Point localization data:
━━━━━━━━━━
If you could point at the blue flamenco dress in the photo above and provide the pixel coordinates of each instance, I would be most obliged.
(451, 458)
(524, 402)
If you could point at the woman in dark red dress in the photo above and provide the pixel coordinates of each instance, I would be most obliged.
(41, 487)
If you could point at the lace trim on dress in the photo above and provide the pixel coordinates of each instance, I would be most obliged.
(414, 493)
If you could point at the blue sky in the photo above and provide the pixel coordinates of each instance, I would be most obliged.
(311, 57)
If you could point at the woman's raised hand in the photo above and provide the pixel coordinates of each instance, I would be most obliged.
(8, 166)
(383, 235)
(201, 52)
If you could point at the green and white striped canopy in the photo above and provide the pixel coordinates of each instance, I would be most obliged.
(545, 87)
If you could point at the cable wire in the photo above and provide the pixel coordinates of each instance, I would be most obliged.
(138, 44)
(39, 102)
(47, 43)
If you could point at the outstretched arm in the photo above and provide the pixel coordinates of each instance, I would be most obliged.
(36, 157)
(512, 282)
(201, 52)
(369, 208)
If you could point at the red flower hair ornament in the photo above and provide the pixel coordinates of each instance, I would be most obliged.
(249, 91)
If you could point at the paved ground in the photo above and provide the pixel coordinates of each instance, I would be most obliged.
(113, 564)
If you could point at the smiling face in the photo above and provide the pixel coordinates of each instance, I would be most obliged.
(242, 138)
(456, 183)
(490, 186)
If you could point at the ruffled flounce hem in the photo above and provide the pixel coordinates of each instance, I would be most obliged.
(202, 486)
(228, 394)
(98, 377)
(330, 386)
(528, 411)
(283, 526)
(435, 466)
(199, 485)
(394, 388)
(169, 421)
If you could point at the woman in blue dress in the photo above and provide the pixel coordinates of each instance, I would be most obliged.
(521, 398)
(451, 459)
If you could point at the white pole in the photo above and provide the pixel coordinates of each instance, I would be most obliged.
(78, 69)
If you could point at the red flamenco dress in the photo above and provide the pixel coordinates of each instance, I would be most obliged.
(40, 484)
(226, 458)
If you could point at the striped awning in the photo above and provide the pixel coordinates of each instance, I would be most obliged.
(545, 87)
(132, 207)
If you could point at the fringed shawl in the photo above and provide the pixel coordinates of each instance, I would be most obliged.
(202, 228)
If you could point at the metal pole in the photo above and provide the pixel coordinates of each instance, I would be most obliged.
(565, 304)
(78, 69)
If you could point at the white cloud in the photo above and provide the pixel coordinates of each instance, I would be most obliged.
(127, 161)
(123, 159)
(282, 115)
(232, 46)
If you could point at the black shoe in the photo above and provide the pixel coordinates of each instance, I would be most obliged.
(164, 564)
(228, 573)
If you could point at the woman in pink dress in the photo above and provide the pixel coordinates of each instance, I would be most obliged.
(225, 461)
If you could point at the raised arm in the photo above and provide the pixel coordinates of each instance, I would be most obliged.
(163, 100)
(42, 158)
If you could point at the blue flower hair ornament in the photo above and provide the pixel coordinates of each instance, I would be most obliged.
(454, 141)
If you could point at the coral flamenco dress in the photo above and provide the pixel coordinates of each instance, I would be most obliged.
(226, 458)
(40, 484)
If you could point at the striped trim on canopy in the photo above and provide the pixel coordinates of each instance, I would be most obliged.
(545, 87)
━━━━━━━━━━
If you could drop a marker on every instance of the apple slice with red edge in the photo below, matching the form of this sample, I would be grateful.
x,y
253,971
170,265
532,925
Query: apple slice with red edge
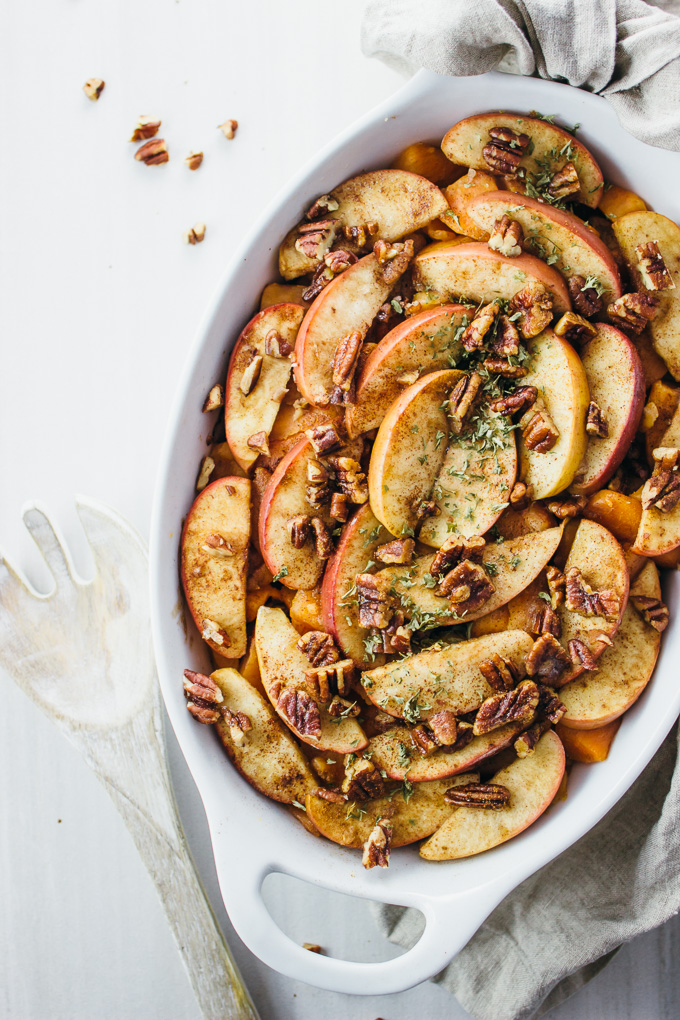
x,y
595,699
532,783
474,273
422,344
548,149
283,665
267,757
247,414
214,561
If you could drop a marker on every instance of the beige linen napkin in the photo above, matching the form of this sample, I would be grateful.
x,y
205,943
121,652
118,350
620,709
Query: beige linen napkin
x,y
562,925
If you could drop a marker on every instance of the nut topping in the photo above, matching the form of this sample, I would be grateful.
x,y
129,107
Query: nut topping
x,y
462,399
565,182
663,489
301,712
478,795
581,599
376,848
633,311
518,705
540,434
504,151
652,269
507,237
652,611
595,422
━━━━━━━━━━
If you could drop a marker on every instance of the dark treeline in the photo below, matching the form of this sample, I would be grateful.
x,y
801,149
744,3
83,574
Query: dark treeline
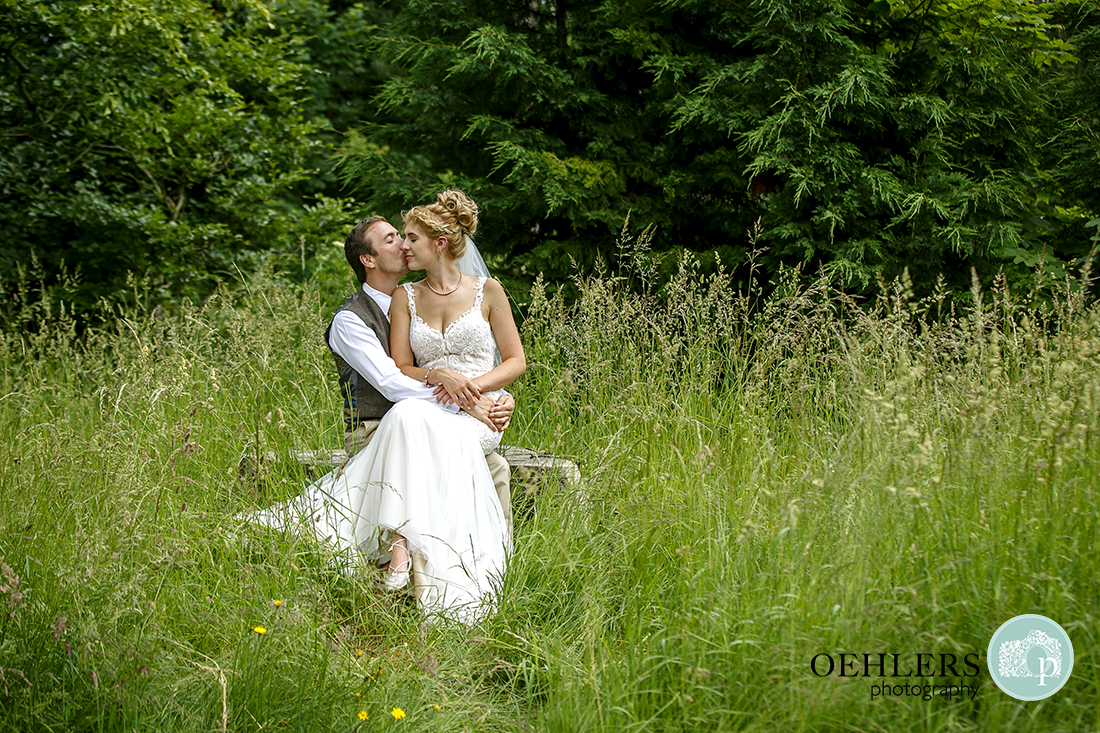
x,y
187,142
━━━━━━━━━━
**TASK STATEMENT**
When a line above includes the word "grateful", please list that line.

**SOLUTION TO THIS TASK**
If you could drop a marker on every instance of the apple slice with red edge in the photo below, matching the form of this sample, I would be grateful.
If you could drop a marker on every instance of the beige linen napkin in the photo above, matching the form of this sample, I would be grateful.
If you could drop a marker on every instance of the nut topping in the photo above, matching the form of this sample, I would be grateful.
If you could drop a marker on every instance of the dark treeline in the photo below, matching the form of this sample, I would be grateful.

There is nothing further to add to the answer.